Print out each entry below exactly, please.

--- start The records ---

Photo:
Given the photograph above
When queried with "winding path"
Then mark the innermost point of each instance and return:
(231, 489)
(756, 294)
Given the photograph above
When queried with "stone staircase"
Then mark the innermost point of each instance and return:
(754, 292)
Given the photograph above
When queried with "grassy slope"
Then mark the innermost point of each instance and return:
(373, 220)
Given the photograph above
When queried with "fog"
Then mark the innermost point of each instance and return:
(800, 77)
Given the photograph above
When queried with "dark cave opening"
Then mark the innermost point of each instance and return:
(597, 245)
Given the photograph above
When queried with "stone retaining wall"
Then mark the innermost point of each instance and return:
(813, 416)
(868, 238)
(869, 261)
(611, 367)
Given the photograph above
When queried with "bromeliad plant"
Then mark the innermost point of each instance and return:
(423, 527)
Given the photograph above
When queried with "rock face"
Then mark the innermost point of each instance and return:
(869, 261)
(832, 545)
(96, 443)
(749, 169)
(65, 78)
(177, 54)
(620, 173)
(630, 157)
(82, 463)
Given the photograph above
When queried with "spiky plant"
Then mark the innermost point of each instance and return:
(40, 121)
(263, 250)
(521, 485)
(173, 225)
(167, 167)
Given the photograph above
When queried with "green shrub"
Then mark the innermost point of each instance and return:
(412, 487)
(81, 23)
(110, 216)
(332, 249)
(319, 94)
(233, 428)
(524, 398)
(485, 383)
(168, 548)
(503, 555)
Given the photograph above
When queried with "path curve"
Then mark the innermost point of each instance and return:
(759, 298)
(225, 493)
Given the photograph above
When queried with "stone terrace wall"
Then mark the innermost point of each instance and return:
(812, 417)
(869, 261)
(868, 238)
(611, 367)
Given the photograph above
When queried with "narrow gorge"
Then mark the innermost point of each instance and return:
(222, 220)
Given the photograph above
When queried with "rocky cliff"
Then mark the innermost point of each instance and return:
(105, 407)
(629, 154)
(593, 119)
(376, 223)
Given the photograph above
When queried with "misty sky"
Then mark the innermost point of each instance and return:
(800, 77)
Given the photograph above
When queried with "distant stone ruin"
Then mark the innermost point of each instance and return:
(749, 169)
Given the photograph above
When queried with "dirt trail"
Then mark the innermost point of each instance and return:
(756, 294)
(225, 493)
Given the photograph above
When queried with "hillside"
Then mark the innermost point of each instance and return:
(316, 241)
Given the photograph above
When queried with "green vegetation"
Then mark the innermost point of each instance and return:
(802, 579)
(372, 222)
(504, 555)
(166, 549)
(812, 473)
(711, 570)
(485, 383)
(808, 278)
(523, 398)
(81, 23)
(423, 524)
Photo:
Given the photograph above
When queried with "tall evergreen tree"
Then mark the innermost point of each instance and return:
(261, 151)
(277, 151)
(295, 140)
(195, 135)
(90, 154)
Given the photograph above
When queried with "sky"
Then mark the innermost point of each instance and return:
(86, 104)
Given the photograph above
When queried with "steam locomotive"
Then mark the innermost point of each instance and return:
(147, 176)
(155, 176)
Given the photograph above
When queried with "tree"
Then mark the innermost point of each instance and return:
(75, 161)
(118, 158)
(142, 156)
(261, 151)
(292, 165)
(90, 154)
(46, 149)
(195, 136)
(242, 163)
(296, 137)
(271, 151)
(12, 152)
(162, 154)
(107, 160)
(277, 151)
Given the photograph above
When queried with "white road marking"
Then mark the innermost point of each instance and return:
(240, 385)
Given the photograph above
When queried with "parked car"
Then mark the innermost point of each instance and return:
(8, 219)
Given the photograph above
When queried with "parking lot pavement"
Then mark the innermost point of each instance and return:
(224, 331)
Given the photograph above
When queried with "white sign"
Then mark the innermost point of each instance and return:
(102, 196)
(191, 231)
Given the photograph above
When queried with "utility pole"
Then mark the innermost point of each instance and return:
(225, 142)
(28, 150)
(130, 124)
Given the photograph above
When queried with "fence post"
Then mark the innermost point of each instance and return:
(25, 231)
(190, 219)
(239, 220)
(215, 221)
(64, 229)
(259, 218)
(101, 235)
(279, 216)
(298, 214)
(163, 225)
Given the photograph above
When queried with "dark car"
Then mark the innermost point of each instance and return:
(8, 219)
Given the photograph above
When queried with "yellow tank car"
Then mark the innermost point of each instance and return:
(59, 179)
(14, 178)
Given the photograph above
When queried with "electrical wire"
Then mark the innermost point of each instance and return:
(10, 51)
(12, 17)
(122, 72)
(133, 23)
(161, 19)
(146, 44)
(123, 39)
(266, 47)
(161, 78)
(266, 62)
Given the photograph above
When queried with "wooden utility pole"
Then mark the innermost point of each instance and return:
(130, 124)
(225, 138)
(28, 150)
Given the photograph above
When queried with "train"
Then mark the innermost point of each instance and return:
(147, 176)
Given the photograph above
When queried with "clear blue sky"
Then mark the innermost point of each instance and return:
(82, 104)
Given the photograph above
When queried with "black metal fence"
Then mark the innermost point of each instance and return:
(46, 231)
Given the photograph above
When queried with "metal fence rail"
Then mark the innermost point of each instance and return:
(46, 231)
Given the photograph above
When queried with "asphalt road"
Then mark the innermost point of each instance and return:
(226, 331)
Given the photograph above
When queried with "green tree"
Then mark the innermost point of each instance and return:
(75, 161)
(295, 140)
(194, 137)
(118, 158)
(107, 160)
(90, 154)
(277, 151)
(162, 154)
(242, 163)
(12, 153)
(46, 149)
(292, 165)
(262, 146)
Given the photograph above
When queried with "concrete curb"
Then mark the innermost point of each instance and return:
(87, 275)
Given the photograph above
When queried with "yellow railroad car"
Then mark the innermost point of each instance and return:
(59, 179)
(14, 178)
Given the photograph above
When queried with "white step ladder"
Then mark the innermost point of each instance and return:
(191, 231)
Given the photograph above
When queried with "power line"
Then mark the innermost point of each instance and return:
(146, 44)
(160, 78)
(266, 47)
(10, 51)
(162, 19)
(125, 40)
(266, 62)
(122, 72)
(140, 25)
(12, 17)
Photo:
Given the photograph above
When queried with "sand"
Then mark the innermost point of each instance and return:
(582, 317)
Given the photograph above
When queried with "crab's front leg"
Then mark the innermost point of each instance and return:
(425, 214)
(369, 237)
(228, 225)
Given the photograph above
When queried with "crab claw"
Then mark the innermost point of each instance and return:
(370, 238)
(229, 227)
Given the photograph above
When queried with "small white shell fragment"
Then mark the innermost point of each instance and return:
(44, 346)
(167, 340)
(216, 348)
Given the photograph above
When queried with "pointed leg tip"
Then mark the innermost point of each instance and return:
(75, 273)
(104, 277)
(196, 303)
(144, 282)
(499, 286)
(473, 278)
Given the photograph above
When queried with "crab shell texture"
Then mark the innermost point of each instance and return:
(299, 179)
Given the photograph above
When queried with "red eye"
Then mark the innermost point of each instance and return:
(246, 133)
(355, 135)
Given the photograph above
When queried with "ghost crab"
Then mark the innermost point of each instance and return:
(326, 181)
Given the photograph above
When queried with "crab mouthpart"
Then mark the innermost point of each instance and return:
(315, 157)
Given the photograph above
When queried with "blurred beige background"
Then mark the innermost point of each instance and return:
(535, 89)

--- end The records ---

Task output -
Photo:
Given the photograph above
When queried with "winding path"
Then mark the innermost point of each instance and return:
(231, 489)
(756, 294)
Given the photograph above
When queried with "stone staircase"
Then mark the innermost point of each instance and return:
(754, 292)
Given the photograph above
When queried with "grassy slope"
Then mark the innermost point of each instance and return:
(373, 220)
Given the photograph above
When queried with "fog"
Then mark the innermost point of each instance and return:
(800, 77)
Given the photograph above
When queried with "dark cave opening"
Then mark the innermost point of each instance and return:
(597, 245)
Given the photograph above
When queried with "stone retaining wall"
Then mark the innermost point of each instance and return:
(813, 416)
(868, 238)
(869, 261)
(611, 367)
Given the photograph above
When queried with "bromeliad plant"
Then mark the innermost point of each instance and return:
(423, 527)
Given the photograph above
When queried with "rock face"
Then mark the innermost point of each instance and return:
(869, 261)
(832, 545)
(96, 443)
(749, 169)
(65, 78)
(177, 54)
(620, 173)
(630, 157)
(82, 463)
Given the photograph above
When queried with "spiky plant"
Then mark the innermost point of each instance and return:
(40, 121)
(263, 250)
(521, 485)
(173, 225)
(167, 167)
Given the photograph above
When queried with "green shrub"
Then mark the innermost point of each instance and return:
(412, 487)
(81, 23)
(110, 216)
(332, 249)
(319, 94)
(233, 428)
(524, 398)
(485, 383)
(168, 548)
(503, 555)
Given the photograph above
When queried with "path curve"
Then mark the innermost point of each instance and return:
(759, 298)
(225, 493)
Given the photograph above
When queried with "stone terrace wall"
Then mark the innermost point of each instance and return:
(812, 417)
(869, 261)
(868, 238)
(611, 367)
Given the photograph above
When queried with "narrow gorge"
Then mark the innermost point of each instance and return:
(222, 220)
Given the photograph above
When queried with "rocky cliff"
Then mark the innermost point of each instance and return:
(105, 407)
(629, 154)
(593, 119)
(376, 223)
Given the photograph above
When queried with "misty sky"
Then mark the innermost point of each instance and return:
(800, 77)
Given the photograph above
When queried with "distant stone ruin"
Then mark the innermost point of each instance and return:
(749, 169)
Given the photograph above
When queried with "dirt trail"
Then mark the innermost point of each instance and return:
(756, 294)
(225, 493)
Given the photograph above
When queried with "hillside"
Then mark the innermost point of each instance and return:
(316, 241)
Given the photograph above
When queried with "green vegetation"
Then mark the innermost point of each instance and return:
(802, 579)
(372, 222)
(504, 555)
(166, 549)
(812, 473)
(711, 570)
(485, 383)
(808, 278)
(523, 398)
(81, 23)
(423, 524)
Photo:
Given the photograph above
When queried with "tall evergreen tree"
Then mark the innermost point of each instance and return:
(261, 151)
(277, 151)
(295, 140)
(195, 135)
(90, 154)
Given the photograph above
When queried with "sky"
Then mark the innermost point of each instance and return:
(86, 104)
Given the photograph above
When queried with "steam locomotive"
Then mark the innermost point of each instance and return:
(147, 176)
(155, 176)
Given the photograph above
When queried with "tree"
Then mark the innermost point of each instance and return:
(75, 161)
(118, 158)
(142, 156)
(261, 151)
(292, 165)
(90, 154)
(46, 149)
(195, 136)
(242, 163)
(296, 137)
(271, 151)
(12, 152)
(162, 154)
(107, 160)
(277, 151)
Given the photograph above
When queried with "white road marking"
Then mark the innermost point of each instance and return:
(240, 385)
Given the photograph above
When queried with "parked car"
Then mark the innermost point of each instance and return:
(8, 219)
Given the photograph above
When queried with "parking lot pavement"
Then mark the innermost point of each instance and return:
(224, 331)
Given the photograph above
When queried with "white sign"
Then mark the innermost point of each instance and return:
(102, 196)
(191, 231)
Given the photograph above
When queried with "utility pole"
Then mark the innermost point of each instance and return:
(225, 142)
(28, 150)
(130, 124)
Given the photograph above
When queried with "fence post"
Then mark the innermost point of each instance and return:
(25, 231)
(190, 219)
(239, 220)
(215, 221)
(64, 229)
(259, 218)
(101, 235)
(279, 216)
(298, 214)
(163, 225)
Given the photograph above
When queried with "dark car"
Then mark the innermost point of each instance and return:
(8, 219)
Given the photograph above
When queried with "yellow tank car"
Then mark the innermost point of each instance and return:
(59, 179)
(14, 178)
Given the photograph above
When queried with "electrical wire"
Then mark the innermost point of each instance and return:
(10, 51)
(12, 17)
(122, 72)
(133, 23)
(161, 19)
(146, 44)
(123, 39)
(266, 47)
(161, 78)
(266, 62)
Given the photograph above
When queried with "wooden utility pole"
Then mark the innermost point of each instance and return:
(130, 124)
(225, 138)
(28, 150)
Given the photograph above
When queried with "train"
Then mark the innermost point of each instance and return:
(147, 176)
Given the photograph above
When queried with "clear blue sky"
Then mark the innermost point of each instance and return:
(82, 104)
Given the photograph above
When queried with "black metal fence"
Then mark the innermost point of each instance and return:
(46, 231)
Given the photograph above
When queried with "metal fence rail"
Then mark the innermost point of each instance and return:
(46, 231)
Given the photograph above
When queried with "asphalt road"
Then mark the innermost point of each instance and return:
(226, 331)
Given the photograph above
When queried with "green tree"
Then mark the innermost point of each instance and return:
(75, 161)
(295, 140)
(194, 137)
(118, 158)
(107, 160)
(90, 154)
(277, 151)
(162, 154)
(242, 163)
(12, 153)
(46, 149)
(292, 165)
(262, 146)
Given the photograph above
When queried with "concrete curb"
Then mark the innermost point of each instance and return:
(87, 275)
Given the photograph above
When queried with "yellow railroad car"
Then mark the innermost point of each instance and return:
(59, 179)
(14, 178)
Given the photograph above
When queried with "white step ladder"
Then mark the innermost point of each instance and return:
(191, 231)
Given the photograph above
When queried with "power line"
Then mark the innermost point of each instance and return:
(146, 44)
(160, 78)
(266, 47)
(10, 51)
(162, 19)
(125, 40)
(266, 62)
(122, 72)
(140, 25)
(12, 17)
Photo:
Given the photograph above
When queried with "sand"
Then mark the innermost point of each instance and return:
(582, 317)
Given the photograph above
When queried with "crab's front leg"
Then mark the innermost point of each instance and return:
(425, 214)
(369, 237)
(228, 225)
Given the photograph above
When queried with "crab claw"
Then mark the innermost point of each instance and return:
(370, 238)
(229, 227)
Given the photograph above
When queried with "small white shell fragment"
Then mark the innermost point of each instance and return:
(44, 346)
(167, 340)
(216, 348)
Given the photograph above
When queried with "pointed leg tip"
Then mark the innermost point of each instance and return:
(75, 273)
(104, 277)
(196, 303)
(144, 282)
(499, 286)
(473, 278)
Given the photograph above
When queried with "crab shell texture"
Then mark the innermost point of each instance and return:
(299, 179)
Given the photograph above
When queried with "red eye"
Then mark the innermost point of each instance and return:
(246, 133)
(355, 135)
Given the photograph above
When queried with "ghost crab"
Then mark the innermost point of each instance and return:
(326, 181)
Given the photograph above
When queried with "crab mouthpart"
Then mark the innermost point of each instance and return:
(315, 157)
Given the photograph above
When queried with "blurred beige background"
Then mark the innermost point of each instance and return:
(535, 89)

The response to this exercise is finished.